(The records)
::::
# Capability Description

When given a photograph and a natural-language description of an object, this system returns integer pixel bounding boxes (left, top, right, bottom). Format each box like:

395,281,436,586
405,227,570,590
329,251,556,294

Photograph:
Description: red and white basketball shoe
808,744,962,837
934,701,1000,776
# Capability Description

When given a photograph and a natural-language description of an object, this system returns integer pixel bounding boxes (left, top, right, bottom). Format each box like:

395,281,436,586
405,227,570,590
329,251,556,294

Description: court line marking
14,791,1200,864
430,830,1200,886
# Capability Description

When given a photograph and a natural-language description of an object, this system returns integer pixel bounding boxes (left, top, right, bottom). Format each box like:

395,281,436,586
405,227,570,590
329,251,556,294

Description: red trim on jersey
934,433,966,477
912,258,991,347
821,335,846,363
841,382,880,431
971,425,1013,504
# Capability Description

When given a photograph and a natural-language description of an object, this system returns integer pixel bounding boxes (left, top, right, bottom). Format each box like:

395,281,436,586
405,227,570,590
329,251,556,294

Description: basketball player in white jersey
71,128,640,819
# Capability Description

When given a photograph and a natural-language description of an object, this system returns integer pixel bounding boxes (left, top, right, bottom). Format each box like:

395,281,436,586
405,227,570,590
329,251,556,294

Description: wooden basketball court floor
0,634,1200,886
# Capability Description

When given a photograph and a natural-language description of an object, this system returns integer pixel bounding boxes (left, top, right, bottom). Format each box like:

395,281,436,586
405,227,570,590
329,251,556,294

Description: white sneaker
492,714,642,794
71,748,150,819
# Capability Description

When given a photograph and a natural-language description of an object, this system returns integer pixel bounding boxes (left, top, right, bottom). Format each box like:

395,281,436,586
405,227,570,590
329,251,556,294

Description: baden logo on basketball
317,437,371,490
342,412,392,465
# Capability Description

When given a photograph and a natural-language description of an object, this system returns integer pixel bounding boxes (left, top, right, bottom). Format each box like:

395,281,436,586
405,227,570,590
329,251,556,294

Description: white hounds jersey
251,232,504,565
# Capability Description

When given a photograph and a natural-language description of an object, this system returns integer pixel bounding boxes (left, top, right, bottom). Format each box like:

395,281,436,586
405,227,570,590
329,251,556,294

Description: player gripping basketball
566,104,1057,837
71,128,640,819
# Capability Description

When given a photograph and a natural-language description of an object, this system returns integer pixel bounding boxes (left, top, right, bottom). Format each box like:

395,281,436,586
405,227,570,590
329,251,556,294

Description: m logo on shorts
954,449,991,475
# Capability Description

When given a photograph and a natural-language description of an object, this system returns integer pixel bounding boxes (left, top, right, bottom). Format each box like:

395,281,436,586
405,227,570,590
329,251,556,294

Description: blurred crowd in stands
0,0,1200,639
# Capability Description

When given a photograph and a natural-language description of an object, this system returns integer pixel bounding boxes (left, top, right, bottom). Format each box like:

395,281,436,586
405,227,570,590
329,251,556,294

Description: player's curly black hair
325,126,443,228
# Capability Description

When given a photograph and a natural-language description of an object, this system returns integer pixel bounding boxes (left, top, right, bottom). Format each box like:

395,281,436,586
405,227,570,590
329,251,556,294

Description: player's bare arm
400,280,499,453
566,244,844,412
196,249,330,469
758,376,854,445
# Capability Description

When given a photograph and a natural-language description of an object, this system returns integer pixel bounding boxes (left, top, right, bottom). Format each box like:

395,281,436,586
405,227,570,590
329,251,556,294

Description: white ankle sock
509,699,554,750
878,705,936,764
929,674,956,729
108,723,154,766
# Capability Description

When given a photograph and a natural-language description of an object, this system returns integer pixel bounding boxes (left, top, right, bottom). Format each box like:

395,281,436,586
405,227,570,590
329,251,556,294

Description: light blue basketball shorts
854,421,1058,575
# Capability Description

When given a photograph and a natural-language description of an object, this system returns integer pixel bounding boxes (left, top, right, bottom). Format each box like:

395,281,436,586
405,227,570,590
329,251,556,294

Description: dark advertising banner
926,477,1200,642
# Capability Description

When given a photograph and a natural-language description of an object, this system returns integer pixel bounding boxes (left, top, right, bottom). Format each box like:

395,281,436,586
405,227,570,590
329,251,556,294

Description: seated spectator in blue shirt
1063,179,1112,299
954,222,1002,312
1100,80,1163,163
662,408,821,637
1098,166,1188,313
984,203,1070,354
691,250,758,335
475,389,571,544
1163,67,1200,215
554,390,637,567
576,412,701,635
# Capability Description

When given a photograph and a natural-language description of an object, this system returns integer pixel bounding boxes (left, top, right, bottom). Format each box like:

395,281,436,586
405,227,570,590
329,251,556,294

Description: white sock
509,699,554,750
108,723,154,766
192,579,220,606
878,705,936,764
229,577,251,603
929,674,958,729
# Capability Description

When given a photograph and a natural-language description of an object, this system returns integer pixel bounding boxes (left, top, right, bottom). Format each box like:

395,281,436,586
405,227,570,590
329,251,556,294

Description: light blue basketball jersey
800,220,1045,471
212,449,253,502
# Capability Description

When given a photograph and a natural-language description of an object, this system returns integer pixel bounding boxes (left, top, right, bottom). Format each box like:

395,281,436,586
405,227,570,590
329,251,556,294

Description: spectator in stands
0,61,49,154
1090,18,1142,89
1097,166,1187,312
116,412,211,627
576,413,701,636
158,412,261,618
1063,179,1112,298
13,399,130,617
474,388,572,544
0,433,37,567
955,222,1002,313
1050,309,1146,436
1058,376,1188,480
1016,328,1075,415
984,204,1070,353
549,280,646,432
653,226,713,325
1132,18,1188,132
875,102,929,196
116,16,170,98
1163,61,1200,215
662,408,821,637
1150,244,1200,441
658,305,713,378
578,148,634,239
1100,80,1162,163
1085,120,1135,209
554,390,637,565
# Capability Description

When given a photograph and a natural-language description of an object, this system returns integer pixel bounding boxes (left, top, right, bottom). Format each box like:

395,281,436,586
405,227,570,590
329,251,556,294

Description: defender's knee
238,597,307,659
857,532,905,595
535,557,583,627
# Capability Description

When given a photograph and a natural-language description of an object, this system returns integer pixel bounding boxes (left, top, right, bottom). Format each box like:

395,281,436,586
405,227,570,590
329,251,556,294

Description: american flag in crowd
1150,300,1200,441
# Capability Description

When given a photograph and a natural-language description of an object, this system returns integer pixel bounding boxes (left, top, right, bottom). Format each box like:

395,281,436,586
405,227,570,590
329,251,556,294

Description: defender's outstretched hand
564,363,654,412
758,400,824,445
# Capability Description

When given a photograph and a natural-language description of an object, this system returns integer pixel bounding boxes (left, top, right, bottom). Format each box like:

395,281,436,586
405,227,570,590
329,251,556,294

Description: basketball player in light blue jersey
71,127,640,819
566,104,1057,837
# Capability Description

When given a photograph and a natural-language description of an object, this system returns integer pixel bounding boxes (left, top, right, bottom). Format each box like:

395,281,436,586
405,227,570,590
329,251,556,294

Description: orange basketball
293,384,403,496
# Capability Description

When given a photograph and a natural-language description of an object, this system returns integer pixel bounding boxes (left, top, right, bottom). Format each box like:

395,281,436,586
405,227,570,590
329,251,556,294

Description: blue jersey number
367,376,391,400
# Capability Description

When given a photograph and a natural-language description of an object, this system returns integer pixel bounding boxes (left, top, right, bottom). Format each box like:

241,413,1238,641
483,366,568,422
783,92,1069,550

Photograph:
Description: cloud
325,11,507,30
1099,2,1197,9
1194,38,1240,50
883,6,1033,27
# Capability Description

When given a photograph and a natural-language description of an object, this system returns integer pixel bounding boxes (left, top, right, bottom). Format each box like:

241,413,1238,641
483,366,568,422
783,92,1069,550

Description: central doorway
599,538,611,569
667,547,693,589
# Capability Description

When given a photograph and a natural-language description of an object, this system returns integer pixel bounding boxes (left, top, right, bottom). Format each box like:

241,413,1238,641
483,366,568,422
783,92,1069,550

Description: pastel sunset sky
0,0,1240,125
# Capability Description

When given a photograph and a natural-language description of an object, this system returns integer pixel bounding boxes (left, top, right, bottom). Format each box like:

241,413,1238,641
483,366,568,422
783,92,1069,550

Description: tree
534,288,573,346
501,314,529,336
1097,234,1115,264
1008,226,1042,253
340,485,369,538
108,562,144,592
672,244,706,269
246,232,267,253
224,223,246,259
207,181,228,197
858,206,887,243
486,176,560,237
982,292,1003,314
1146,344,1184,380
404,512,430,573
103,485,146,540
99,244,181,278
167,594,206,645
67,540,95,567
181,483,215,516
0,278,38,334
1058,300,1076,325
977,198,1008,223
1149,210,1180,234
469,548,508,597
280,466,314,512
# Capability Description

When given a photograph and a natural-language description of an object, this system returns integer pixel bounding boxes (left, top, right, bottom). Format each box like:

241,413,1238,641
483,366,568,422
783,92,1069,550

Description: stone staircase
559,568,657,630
::::
(To be done) Count the lines in the records above that contain the word "player", and give only that number.

(The reply) 5